[Work to complete] Since pictures do not belong in the copy, please repeat every record below exactly without them.

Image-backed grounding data
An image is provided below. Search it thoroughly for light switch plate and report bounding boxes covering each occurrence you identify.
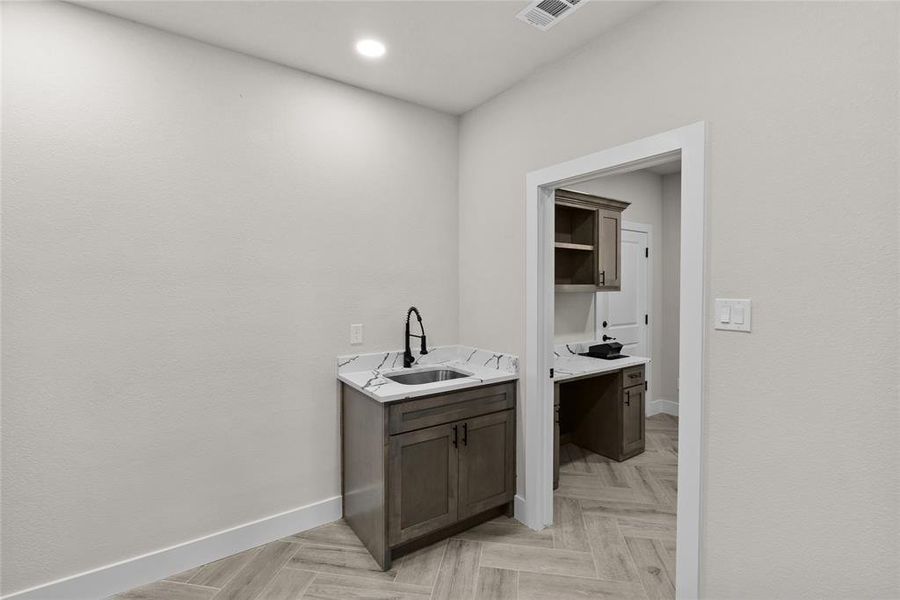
[350,324,364,345]
[714,299,751,332]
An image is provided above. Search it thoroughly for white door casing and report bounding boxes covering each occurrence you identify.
[525,122,706,599]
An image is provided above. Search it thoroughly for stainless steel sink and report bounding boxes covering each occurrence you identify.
[384,368,471,385]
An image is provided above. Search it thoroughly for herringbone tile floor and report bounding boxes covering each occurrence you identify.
[113,414,678,600]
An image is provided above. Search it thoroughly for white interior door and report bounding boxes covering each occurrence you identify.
[598,228,648,358]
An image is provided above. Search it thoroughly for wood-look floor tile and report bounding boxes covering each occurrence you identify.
[165,567,203,584]
[431,539,482,600]
[556,472,645,503]
[393,539,448,587]
[301,573,431,600]
[213,541,296,600]
[517,571,647,600]
[454,517,554,548]
[559,444,592,474]
[582,514,639,582]
[288,543,396,581]
[552,495,590,552]
[474,567,517,600]
[256,568,315,600]
[283,519,363,548]
[111,580,217,600]
[480,542,596,578]
[657,538,676,585]
[621,465,670,505]
[616,517,676,542]
[624,537,675,600]
[580,500,676,524]
[662,538,677,557]
[624,449,677,467]
[189,548,260,588]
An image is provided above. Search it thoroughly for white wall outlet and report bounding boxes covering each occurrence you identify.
[350,323,364,345]
[714,299,751,332]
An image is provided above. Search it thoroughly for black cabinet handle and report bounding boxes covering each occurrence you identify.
[625,390,631,406]
[462,423,468,446]
[599,270,606,285]
[452,425,458,448]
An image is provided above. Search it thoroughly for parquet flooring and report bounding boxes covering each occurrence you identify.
[113,414,678,600]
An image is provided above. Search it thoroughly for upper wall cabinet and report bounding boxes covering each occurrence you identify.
[554,189,629,292]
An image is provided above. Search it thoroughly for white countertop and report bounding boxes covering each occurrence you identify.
[337,345,519,403]
[553,340,649,383]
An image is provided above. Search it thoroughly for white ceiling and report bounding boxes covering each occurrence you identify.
[73,1,654,114]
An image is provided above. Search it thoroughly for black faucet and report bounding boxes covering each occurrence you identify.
[403,306,428,368]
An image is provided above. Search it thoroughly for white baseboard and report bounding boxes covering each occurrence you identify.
[2,495,342,600]
[646,398,679,417]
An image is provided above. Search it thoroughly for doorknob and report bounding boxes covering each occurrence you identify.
[602,335,616,342]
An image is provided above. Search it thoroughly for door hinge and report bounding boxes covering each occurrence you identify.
[550,368,554,379]
[645,247,649,258]
[645,314,649,325]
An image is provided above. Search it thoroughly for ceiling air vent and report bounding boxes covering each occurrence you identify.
[516,0,585,31]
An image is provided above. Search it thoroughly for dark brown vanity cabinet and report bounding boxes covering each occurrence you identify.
[554,364,646,474]
[555,189,629,292]
[342,381,516,570]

[Task result]
An image is provided below. Search it thoroughly for light switch plate and report bounding boxes covering each occurrence you identify.
[350,324,364,345]
[714,299,751,332]
An image is provided above. Search it thoroughly for white door casing and report bounding boxes covering each occurrence you identify.
[525,122,706,599]
An image is provided above. Search it thoroughly for stainless steel sink and report bounding boxes covering each occurrence you identify.
[384,368,471,385]
An image is provided above. Search it thoroughly for herringbone tile floor and report bounding boxes covering each occurrence you identify.
[113,414,678,600]
An image is provided above. Search it thoroughly for white interior door and report bounding boxes covering each occurrence you identify.
[598,228,648,358]
An image is provided above. Search it thoroughly for wood-look floor tile and report bounding boxes covering each occurrence you identify.
[165,567,203,584]
[431,539,482,600]
[556,472,645,503]
[393,539,448,587]
[301,573,431,600]
[213,541,296,600]
[517,571,647,600]
[454,517,554,548]
[559,444,592,474]
[582,514,639,582]
[288,543,396,581]
[552,495,590,552]
[474,567,517,600]
[256,568,315,600]
[283,519,363,548]
[111,580,217,600]
[480,542,596,578]
[657,538,676,585]
[621,465,670,505]
[616,517,676,542]
[624,537,675,600]
[580,500,676,524]
[662,538,677,557]
[624,449,677,467]
[189,548,260,588]
An image is provided above. Search it thoroughly for white wall outlet and report bounding boxes covering each occurrence you identify.
[350,323,364,345]
[714,299,751,332]
An image is provided above. Search it thoroughly for black cabinet handle and report bounding boxes covering each occurrence you identify.
[625,390,631,406]
[462,423,468,446]
[599,270,606,285]
[452,425,458,448]
An image is provided above. Search it thoroughly for parquet flooring and report bounding boxes covering each occurrence you identify.
[113,414,678,600]
An image is provided above. Search it thoroughly for upper wall cabinet and report bounding boxes covering each occurrence you identify.
[554,189,629,292]
An image is provided above. Search it thoroughly for white countertop and report bounding boxes covering each occurrence you identify.
[337,345,519,403]
[553,340,649,383]
An image is provided above. Search it thoroughly for white ceiling and report bounding boxes covering each occurrence you identify.
[73,1,654,114]
An image is provided above. Search it thoroughly for black faucet and report bounding boxes covering each occurrence you identify.
[403,306,428,368]
An image is provided above. Search it thoroughly for white baseboard and report bounding boxes covering each occurrence you identify.
[2,495,342,600]
[646,398,679,417]
An image is provided above. Search it thoroughly for doorknob and report bounding boxes covering each occurrence you identify.
[602,335,616,342]
An image is provided above. Search it thoroughly for door hinge and report bounding boxes covering each occurrence you identify.
[550,368,554,379]
[645,247,649,258]
[645,314,649,325]
An image is provided above. Search it thoroughly for ceiling air vent and report bounding boxes covering each occurrence you identify.
[516,0,585,31]
An image is provided above. Search it thoroughly for dark brown vanity cabinet and report bounding boxes covering each occurrence you identify.
[554,364,646,474]
[555,189,629,292]
[342,381,516,570]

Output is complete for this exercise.